**** Provided data ****

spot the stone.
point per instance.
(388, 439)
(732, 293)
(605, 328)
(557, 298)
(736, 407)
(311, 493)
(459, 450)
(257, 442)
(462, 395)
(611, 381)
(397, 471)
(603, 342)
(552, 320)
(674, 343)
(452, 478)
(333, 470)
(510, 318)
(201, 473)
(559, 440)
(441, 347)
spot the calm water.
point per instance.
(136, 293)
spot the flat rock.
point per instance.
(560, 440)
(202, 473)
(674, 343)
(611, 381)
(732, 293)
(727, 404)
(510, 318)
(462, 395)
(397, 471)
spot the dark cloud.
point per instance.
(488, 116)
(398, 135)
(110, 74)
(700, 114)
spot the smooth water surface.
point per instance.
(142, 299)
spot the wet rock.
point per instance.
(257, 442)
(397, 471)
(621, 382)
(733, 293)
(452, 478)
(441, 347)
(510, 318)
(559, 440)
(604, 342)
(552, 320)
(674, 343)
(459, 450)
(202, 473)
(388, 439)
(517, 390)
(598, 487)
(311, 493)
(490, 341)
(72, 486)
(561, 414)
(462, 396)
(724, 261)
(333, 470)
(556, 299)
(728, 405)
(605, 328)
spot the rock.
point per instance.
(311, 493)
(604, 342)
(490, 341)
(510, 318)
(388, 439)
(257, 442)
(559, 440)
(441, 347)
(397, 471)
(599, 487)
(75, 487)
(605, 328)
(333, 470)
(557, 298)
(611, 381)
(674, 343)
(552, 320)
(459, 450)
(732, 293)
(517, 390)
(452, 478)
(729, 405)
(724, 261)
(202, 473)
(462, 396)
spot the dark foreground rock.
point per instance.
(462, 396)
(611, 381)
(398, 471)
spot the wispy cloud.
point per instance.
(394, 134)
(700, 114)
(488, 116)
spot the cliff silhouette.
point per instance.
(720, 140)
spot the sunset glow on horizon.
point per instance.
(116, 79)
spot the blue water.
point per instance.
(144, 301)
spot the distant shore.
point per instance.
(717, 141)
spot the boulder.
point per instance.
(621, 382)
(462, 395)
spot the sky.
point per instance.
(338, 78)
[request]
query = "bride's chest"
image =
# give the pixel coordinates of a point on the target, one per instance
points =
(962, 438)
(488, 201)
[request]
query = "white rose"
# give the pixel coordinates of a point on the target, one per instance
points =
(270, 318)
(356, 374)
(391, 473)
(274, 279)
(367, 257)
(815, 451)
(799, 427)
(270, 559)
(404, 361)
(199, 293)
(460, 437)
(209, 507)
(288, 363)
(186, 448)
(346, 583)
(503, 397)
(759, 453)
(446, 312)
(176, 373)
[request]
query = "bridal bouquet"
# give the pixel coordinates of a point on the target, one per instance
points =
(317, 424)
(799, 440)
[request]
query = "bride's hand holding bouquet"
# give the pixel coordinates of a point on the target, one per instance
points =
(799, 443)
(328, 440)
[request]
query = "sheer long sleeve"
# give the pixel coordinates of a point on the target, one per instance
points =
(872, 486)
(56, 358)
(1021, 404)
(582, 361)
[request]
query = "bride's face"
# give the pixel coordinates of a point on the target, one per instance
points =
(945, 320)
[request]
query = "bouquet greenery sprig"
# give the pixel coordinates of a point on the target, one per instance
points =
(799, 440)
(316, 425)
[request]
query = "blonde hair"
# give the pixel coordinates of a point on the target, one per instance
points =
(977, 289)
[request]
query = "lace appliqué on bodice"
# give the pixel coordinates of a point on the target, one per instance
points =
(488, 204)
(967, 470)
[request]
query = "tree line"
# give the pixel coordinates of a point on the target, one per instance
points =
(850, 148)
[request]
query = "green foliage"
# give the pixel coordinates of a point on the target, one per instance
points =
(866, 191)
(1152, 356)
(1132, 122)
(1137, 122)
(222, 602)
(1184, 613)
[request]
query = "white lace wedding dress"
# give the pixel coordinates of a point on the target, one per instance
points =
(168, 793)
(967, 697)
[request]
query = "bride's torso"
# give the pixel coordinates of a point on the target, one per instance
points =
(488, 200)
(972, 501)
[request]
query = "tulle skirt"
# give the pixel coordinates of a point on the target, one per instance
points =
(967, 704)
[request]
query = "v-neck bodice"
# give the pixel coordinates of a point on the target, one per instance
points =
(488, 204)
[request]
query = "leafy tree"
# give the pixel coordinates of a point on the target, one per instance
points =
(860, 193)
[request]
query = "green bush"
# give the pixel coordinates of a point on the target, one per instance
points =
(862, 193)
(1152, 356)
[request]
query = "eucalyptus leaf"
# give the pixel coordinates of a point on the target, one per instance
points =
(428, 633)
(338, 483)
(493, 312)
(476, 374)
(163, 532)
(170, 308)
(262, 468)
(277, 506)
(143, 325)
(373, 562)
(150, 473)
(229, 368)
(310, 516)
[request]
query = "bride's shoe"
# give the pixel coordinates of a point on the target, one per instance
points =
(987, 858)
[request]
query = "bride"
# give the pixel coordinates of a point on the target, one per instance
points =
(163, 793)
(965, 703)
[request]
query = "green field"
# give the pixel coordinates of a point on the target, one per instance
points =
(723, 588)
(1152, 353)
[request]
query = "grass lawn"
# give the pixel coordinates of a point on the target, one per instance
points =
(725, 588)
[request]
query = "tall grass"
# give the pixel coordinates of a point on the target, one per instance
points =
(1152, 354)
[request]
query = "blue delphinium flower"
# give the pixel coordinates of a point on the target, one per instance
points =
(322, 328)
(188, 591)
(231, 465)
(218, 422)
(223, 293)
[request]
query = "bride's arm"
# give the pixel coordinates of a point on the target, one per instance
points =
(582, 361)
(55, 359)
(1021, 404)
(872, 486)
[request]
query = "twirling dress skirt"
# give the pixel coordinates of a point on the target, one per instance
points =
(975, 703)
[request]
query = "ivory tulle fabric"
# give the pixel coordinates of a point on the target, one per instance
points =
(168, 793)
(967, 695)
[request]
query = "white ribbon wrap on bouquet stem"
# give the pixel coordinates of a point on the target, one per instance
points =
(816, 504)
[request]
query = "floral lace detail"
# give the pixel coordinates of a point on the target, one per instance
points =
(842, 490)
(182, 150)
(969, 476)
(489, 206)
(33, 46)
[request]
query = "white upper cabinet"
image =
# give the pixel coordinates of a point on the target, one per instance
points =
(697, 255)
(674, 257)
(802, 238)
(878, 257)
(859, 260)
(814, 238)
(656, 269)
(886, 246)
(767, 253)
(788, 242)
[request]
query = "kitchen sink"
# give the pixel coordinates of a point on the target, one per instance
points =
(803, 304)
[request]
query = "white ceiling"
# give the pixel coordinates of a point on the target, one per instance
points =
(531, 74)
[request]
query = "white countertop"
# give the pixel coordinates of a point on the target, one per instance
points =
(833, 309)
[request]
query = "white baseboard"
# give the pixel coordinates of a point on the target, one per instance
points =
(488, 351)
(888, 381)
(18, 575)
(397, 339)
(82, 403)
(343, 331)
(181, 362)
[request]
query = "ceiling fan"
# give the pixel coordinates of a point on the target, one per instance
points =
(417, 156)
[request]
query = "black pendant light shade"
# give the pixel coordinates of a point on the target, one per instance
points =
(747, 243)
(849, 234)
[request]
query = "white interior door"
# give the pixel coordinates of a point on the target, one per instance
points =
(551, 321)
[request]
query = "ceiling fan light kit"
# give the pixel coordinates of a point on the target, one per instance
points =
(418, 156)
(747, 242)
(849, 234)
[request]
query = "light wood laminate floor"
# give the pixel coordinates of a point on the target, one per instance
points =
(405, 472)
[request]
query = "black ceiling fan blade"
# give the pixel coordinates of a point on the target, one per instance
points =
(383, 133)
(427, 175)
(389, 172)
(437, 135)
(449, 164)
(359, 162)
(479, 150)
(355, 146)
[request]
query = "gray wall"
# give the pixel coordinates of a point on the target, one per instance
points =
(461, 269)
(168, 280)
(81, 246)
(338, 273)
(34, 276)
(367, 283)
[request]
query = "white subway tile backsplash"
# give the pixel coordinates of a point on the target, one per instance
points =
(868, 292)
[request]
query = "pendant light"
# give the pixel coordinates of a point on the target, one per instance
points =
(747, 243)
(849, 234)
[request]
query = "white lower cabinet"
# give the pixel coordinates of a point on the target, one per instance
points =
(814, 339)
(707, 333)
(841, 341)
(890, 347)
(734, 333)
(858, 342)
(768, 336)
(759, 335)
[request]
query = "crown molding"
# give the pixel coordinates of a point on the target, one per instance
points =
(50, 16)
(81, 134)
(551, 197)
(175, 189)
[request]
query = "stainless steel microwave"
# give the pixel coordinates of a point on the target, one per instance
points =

****

- **Your task**
In the records, how many lines have the word "dress" in them? Only the number is needed.

- **Task result**
2